■ EXTRACT TO READ ■
BEGIN
Wednesday, July 31, 2013

Our Adoption Story: lots of emails

Man, where has the time gone? Its been a few days since I posted and I feel like I am far behind here. I guess that's what happens when you are in the middle of moving across the country!

Anyway...

So as the new year approached, we began getting a lot of emails from our agency. It was SO very nice to see them working for us, working to make our dream of being a family come true.

We would get emails, sometimes multiple emails, weekly it seemed. We were getting emails asking if our profile could be shown to some birth mothers. We would review the medical and social history information the agency had on the mothers and make a decision from there. 

There was always a lot of research that went into being able to provide an answer as to if we wanted to be shown or not. Some of these birth mothers were taking medications, doctor prescribed, that I wanted to know the possible birth defects/complications involved with them. So Google and I became best buds. But OH the curse of Google. Some things are better left unsearched, not really...we needed to know. But these searches would often times leave me more confused than anything. So many conflicting results or confusing case study reports. I wanted a clear cut "this is what it does..." answer. Thanks Google, thanks for nothing but a severe headache!

I was also researching statistics on "if a mother has___, then the baby is ___ likely to have it as well". Things such as bipolar, schizophrenia, and other (to me) scary mental health disorders. Again, this was not a helpful search at all. But who do I ask these things to? I don't carry a pediatrician and/or psychologist in my back pocket so I didn't have anyone in the know to ask.  So to Google I would turn. Again, painstaking headaches were a result from these searches. I still felt like, even though it was mostly confusing, I was able to gather enough information to make a semi informed decision.

Rich and I would talk, in length, about each situation. Some of them that we were presented with I wanted to respond YES without even consulting Rich, but that isn't fair nor is that a healthy way to approach making a family with your spouse! Some of the birth mothers profiles we were presented with were a clear cut, this isn't the child for us, profile. We knew, based on the information given, that we were not prepared to handle the possible outcome and health issues the baby may have been born with. Others weren't so easy. It took a lot of soul searching, prayer and discussion to come up with what the right answer for us to give the agency was.

There were quite a few we said no to, but there were almost just as many we said that we would like our profile shown for as well. Once we said to show our profile, it was a waiting game. Some we would hear back that they had chosen another family and others we wouldn't hear anything from. Our agency explained that there are birth mothers who receive the profiles and take months to decide or pick a family and others who receive profiles and never contact the agency again. None the less, the waiting SUCKS!

We were presented with a birth mothers information on January 15. Everything about this situation looked like it was a good one, until we read how much this particular adoption would cost. It was WELL over our budget and well over anything we could afford. We had set our budget with our agency but Rich and I had some wiggle room and could do a little more than we had originally said, but not this much more. Sadly we had to tell the agency no. Everything else about this was a perfect match in what we were looking for in a birth mother. It was so hard to say no for the money alone, but what price do you put on a child? How much is too much? At what point do you say "we want this child but we cannot go into debt for them"? This was that time. Rich and I want a baby but we can not put ourselves in debt for them and not be able to provide the life for our children that we want to provide, because we spent everything we had to bring them home. It was sad and hard to do but in the end we had to walk away.

And still more emails came to my inbox, more discussions between Rich and I and more "yes" and "no" responses sent to the agency. But for the first time in a long time, I was feeling hopeful. I still felt we wouldn't bring home a little one until we moved, but I was hopeful and excited about this process again.
END
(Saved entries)
BEGIN
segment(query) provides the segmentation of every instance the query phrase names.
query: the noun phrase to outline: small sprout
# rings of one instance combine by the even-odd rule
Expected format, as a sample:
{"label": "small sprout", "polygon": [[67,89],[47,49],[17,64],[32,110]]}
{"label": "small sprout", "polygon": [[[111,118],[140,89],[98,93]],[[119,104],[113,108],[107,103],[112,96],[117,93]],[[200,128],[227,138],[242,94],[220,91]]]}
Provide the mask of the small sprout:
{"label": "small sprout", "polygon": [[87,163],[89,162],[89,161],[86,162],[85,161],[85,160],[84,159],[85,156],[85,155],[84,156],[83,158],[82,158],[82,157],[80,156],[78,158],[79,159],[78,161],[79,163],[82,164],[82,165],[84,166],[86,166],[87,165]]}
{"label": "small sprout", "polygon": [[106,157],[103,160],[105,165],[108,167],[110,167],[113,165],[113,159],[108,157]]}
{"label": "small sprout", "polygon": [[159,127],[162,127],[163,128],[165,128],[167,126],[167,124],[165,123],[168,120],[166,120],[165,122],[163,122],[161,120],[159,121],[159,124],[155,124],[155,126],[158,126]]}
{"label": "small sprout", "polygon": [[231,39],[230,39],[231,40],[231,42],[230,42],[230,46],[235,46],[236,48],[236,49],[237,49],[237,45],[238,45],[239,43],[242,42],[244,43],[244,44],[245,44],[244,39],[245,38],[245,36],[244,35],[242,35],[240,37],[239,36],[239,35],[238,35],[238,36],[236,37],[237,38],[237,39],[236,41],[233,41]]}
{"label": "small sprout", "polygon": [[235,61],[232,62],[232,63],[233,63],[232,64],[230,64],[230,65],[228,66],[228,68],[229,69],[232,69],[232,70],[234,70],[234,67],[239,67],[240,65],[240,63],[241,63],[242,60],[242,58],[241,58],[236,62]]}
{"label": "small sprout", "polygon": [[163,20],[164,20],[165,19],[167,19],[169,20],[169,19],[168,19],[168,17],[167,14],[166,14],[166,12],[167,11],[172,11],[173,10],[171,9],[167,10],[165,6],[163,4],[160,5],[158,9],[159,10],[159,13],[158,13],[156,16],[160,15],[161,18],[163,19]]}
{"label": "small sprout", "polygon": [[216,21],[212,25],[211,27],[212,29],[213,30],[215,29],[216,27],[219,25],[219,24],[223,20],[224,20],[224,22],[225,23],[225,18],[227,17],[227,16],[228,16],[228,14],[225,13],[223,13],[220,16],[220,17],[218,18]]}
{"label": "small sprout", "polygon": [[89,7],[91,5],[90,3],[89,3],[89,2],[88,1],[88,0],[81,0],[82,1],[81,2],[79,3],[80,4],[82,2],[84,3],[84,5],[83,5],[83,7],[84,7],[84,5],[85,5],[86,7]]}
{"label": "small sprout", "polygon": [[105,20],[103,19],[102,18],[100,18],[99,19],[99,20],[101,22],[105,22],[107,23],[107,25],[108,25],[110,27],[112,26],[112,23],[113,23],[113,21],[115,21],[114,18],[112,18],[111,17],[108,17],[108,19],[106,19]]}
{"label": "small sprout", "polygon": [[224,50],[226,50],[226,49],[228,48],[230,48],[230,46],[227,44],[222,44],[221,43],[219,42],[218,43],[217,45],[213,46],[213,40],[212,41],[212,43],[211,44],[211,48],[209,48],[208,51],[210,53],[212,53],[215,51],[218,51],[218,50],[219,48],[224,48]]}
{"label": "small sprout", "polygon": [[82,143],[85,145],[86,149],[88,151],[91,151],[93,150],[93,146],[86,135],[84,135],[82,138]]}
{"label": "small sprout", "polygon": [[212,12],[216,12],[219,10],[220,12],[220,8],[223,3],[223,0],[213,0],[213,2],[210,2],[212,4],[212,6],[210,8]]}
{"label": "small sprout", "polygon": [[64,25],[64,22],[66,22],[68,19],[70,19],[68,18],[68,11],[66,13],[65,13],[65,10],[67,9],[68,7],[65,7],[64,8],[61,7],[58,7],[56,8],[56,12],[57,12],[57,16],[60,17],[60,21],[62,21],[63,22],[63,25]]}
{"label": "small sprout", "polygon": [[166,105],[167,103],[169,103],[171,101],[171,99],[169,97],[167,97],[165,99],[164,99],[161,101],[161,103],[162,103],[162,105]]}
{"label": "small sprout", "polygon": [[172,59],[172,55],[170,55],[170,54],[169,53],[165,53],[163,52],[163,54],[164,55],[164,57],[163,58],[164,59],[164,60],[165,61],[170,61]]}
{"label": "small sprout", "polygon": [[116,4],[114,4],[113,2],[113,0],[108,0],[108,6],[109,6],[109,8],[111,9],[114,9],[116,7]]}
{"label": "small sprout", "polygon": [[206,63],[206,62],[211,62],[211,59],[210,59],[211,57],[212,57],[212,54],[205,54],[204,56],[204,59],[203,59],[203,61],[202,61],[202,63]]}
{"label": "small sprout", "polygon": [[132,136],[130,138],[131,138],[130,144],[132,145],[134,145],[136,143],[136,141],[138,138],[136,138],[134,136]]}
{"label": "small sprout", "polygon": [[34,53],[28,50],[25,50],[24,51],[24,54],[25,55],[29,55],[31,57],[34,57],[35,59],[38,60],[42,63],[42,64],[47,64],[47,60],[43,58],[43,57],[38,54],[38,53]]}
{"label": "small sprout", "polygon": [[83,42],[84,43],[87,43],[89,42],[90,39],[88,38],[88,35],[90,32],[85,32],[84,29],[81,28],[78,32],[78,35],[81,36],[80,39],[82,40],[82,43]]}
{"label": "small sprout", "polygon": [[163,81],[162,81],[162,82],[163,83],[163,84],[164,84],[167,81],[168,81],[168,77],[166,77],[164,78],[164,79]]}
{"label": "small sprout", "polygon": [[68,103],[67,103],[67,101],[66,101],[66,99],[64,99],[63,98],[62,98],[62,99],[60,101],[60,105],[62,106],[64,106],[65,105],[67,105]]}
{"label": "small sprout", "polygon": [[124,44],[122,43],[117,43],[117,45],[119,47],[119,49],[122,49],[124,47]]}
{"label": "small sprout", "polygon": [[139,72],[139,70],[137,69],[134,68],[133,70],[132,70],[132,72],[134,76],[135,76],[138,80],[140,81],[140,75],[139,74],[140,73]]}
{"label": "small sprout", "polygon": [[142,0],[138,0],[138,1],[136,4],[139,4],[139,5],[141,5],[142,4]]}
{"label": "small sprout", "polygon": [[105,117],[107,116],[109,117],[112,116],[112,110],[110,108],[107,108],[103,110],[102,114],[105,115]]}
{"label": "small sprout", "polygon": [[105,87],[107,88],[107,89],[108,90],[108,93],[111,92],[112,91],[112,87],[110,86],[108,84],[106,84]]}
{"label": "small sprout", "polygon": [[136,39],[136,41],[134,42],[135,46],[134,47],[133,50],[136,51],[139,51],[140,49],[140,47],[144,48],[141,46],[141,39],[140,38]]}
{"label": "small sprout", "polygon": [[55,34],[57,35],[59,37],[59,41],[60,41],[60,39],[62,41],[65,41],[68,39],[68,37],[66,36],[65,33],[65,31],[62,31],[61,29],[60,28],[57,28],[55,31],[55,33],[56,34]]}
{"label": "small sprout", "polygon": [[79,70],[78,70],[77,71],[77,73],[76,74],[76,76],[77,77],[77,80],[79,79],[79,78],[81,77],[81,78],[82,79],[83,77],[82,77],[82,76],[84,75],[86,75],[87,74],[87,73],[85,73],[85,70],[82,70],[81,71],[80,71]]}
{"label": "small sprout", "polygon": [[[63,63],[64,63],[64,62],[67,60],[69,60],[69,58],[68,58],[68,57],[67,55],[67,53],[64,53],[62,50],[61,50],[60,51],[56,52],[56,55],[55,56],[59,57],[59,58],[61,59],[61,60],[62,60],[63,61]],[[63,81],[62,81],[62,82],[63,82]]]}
END
■ SET OF TASKS ■
- a) In the adoption post, why did the couple decline the situation presented on January 15 even though everything else looked like a good match? Answer in one to three sentences.
- b) On what date does the adoption post say the couple received the birth mother's information for the situation that was over budget?
- c) Reproduce the stretch of the adoption post from "Man, where has" through "family come true.", word for word.

■ OUTPUTS FOR THE TASKS ■
- a) The adoption would have cost well over their budget and more than they could afford, even with the extra room they had. They did not want to go into debt and then be unable to give their children the life they wanted to provide.

- b) January 15.

- c)
Man, where has the time gone? Its been a few days since I posted and I feel like I am far behind here. I guess that's what happens when you are in the middle of moving across the country!

Anyway...

So as the new year approached, we began getting a lot of emails from our agency. It was SO very nice to see them working for us, working to make our dream of being a family come true.